DATA ENTRIES:
______________________________
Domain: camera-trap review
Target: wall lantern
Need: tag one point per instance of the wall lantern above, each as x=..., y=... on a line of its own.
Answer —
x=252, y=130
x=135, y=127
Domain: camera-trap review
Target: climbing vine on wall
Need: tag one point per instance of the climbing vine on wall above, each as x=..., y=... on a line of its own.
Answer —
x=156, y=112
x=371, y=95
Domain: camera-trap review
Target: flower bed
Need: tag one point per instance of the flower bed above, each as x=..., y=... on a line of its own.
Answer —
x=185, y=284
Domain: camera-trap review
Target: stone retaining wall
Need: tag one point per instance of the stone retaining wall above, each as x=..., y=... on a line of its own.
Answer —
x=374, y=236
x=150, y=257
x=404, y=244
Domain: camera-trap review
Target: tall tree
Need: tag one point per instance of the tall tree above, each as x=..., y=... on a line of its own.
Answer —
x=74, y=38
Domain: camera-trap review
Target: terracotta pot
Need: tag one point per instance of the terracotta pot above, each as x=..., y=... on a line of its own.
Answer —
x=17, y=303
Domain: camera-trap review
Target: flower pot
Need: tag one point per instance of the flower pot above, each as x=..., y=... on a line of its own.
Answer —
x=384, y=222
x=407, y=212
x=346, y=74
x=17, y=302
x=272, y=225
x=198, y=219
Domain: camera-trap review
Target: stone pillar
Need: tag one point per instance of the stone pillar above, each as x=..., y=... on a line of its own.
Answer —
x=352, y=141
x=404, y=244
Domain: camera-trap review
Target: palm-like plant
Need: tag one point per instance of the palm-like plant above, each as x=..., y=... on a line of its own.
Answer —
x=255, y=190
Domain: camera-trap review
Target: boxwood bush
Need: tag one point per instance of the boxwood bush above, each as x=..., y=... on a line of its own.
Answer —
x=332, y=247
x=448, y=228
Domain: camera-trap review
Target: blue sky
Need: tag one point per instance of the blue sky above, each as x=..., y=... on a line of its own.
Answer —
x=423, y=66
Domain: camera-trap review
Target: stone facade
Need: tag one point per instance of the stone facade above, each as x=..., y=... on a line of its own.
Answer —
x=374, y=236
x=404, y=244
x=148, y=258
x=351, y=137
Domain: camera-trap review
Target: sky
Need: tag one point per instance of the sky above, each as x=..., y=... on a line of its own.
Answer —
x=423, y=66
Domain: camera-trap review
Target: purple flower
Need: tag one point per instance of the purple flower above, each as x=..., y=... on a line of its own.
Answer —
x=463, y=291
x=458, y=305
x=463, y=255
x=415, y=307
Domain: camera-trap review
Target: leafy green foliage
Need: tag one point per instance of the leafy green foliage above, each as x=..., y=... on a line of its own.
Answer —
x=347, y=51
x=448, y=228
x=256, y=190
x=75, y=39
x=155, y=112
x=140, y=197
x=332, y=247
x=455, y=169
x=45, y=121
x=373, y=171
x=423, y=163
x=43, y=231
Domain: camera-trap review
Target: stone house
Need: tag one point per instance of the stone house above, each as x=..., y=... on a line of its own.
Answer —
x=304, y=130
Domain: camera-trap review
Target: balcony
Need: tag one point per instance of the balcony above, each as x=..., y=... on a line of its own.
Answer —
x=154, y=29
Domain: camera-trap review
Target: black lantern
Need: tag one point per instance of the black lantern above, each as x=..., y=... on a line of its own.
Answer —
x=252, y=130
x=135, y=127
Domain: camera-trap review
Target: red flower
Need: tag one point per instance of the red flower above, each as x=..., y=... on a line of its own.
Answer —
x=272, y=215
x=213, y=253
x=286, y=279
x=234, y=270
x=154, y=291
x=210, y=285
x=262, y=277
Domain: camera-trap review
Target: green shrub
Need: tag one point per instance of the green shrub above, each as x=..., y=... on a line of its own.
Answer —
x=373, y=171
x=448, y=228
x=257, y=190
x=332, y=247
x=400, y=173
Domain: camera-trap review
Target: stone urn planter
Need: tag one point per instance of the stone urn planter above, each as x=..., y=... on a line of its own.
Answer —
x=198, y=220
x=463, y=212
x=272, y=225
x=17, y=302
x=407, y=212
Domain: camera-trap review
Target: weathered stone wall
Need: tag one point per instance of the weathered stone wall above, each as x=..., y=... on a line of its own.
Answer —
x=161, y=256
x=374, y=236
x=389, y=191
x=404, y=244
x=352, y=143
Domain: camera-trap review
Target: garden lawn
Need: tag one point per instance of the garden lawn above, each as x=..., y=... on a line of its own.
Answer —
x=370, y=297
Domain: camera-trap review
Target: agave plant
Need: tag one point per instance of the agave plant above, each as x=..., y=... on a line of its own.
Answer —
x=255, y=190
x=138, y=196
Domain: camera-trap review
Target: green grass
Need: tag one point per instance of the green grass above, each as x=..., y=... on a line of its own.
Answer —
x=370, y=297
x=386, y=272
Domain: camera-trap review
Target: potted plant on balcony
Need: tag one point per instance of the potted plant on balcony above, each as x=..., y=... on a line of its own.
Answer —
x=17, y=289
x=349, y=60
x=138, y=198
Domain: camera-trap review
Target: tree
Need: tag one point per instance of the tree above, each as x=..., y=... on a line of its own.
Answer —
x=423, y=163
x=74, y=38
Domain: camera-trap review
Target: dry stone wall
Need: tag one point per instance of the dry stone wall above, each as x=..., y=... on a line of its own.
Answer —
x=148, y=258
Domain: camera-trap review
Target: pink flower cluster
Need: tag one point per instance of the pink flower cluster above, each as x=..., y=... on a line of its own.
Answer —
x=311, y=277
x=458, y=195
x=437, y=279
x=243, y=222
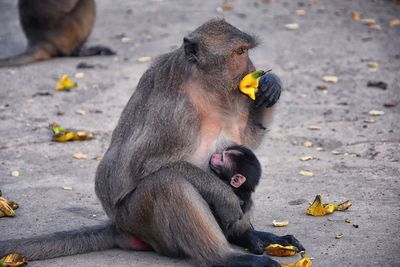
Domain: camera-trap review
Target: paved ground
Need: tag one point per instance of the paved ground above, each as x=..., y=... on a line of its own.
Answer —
x=328, y=42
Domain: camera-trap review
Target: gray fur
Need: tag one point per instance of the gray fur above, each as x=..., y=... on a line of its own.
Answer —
______________________________
EXERCISE DESCRIPTION: Quote the full listing above word for word; exclude every picture from the copy.

THE RESPONSE:
Domain: camera-trap review
Target: wall lantern
Need: tag one point per instance of the wall lantern above, each as x=..., y=... on a line of its own.
Answer —
x=252, y=130
x=135, y=127
Domain: camera-trap review
Target: climbing vine on wall
Need: tag one point per instance of the climbing vine on wall above, each as x=..., y=... on a line of its own.
Answer —
x=156, y=112
x=371, y=95
Domain: camera-trap review
Target: flower bed
Need: tag one point per instance of the flower bed above, each as x=..., y=... on a line of its own.
Answer —
x=185, y=284
Domain: camera-trap review
Target: stone retaining wall
Need: tag one point per instance of the stone retaining wall above, each as x=..., y=... on a line of its own.
Answer —
x=374, y=236
x=150, y=257
x=404, y=244
Domain: camera-trap review
Target: tall tree
Need: tag one point per instance of the tall tree above, each as x=..., y=... on a line of its own.
Answer —
x=74, y=38
Domain: camera-trap review
Target: terracotta pot
Need: tag one point per instance of the terracotta pot above, each as x=..., y=... on a line of its own.
Answer —
x=17, y=303
Domain: camera-trap review
Target: flower pot
Need: tag one point per instance of the flower pot above, each as x=..., y=... on a line of its own.
Answer —
x=384, y=222
x=407, y=212
x=346, y=74
x=17, y=302
x=272, y=225
x=198, y=219
Domain: camera-trap review
Target: stone pillar
Need: tag one point per instance of the stone pillar above, each as x=..., y=... on a line of its own.
Answer —
x=352, y=141
x=404, y=244
Domain: camera-trap review
Target: palm-like plant
Need: tag one point per instance of the palm-like plant above, each as x=..., y=... on a line of its own.
Answer —
x=255, y=190
Domain: camera-trap review
Target: boxwood bush
Need: tag one point per instance of the boxwood bush above, each as x=..., y=... on a line of its own.
Answer —
x=332, y=247
x=448, y=228
Domain: camera-trap review
Target: blue sky
Need: tag one point per instance of the blue sky above, each as x=..., y=... on a line of its own.
Answer —
x=423, y=66
Domain: camera-trap review
Target: stone facade
Need: tag one point per instance of the stone facade above, each as x=..., y=... on a line of its own.
Answer —
x=374, y=236
x=404, y=244
x=148, y=258
x=351, y=137
Domain: camera-trap review
Target: sky
Need: tag one point per instance of the sky above, each as x=..., y=... on a line of its own.
Answer —
x=423, y=66
Domain: camera-trap review
Target: purple flower
Need: tag one point per instance of the purple flower above, each as x=..., y=... on a line of its own.
Answer —
x=463, y=291
x=458, y=305
x=463, y=255
x=415, y=307
Domain: camera-trap review
Target: leafy green foliage
Need: tag one point per instance of the leafy green foliage above, each as x=..., y=... on a line of its own.
Answer —
x=347, y=51
x=448, y=228
x=256, y=190
x=75, y=39
x=155, y=112
x=140, y=197
x=332, y=247
x=455, y=169
x=45, y=121
x=373, y=171
x=423, y=163
x=43, y=231
Domain: camera-trap review
Target: stone house
Need: tag one point per instance of the stone house above, each as x=..., y=... on a line of its own.
Answer —
x=304, y=130
Domain: camera-trap review
Target: balcony
Need: tag one point per instance of the balcony above, each as x=..., y=... on a line of its own.
Answer —
x=154, y=29
Domain: camera-trap review
Target: black lantern
Need: tag one point per instance of the black lantern above, each as x=..., y=... on a line of its own.
Answer —
x=252, y=130
x=135, y=127
Domain: camera-trap review
Target: red flower
Need: tag one point per instance of the red flower above, each as x=..., y=... on a line of its own.
Answer —
x=272, y=215
x=213, y=253
x=286, y=279
x=234, y=270
x=154, y=291
x=210, y=285
x=262, y=277
Domain: camera-trap review
Target: green shrub
Need: tag one point per instance of the green shrub above, each as x=..., y=... on a line of its own.
Answer —
x=373, y=171
x=448, y=228
x=257, y=190
x=332, y=247
x=400, y=173
Domain: camera-trap review
Target: stone urn planter
Need: tag one point per instance of the stone urn planter above, each as x=..., y=... on a line of its own.
Answer —
x=198, y=220
x=463, y=212
x=272, y=225
x=17, y=302
x=407, y=212
Domain: camera-trap review
Target: weathered stone wall
Need: tag one point per instance of the weathered stone wall above, each as x=..., y=... on a line of its own.
Answer —
x=161, y=256
x=374, y=236
x=389, y=191
x=404, y=244
x=352, y=143
Domain: camera-trap review
Target: garden lawn
Need: tag one point per instance of the garden lawn above, each as x=..., y=... on a line of its own.
Answer —
x=370, y=297
Domain: camera-trap review
Target: agave plant
Need: tag one point per instance of the agave plant above, each as x=..., y=... on a line of its own.
Answer —
x=255, y=190
x=138, y=196
Domain: camera-trap review
Target: green grass
Need: tag one point per instance of the green grass above, each as x=..., y=... on a line of its own.
Answer —
x=370, y=297
x=386, y=272
Domain: camera-trap review
Target: potted plant on balcony
Need: tag one point per instance of the potted plant on balcony above, each as x=..., y=... on a line of its own.
Answer —
x=17, y=289
x=349, y=60
x=138, y=198
Domain: camera-trap review
Target: tree
Need: tag one point per instance of the tree above, each as x=..., y=... on a line of its own.
Answer —
x=423, y=163
x=74, y=38
Domain: camera-trap review
Target: dry stone wall
Need: tag one point per instance of the dry stone wall above, each as x=..., y=... on a line of its own.
Answer —
x=148, y=258
Domain: camera-trap review
Target: pink flower cluster
Need: tag one point per instance of the pink flower cluster above, each as x=..., y=... on a line of its own.
Answer —
x=311, y=277
x=458, y=195
x=437, y=279
x=243, y=222
Domain: camera-trap review
Target: paved ground
Need: tag one point per instance of the paved ground above, each as x=..., y=... on a line of its own.
Answer —
x=328, y=42
Domain: camera-trap review
Target: gray fur
Need: tag one point per instance of the gray fur above, each as x=..., y=... on a line of its own.
Answer —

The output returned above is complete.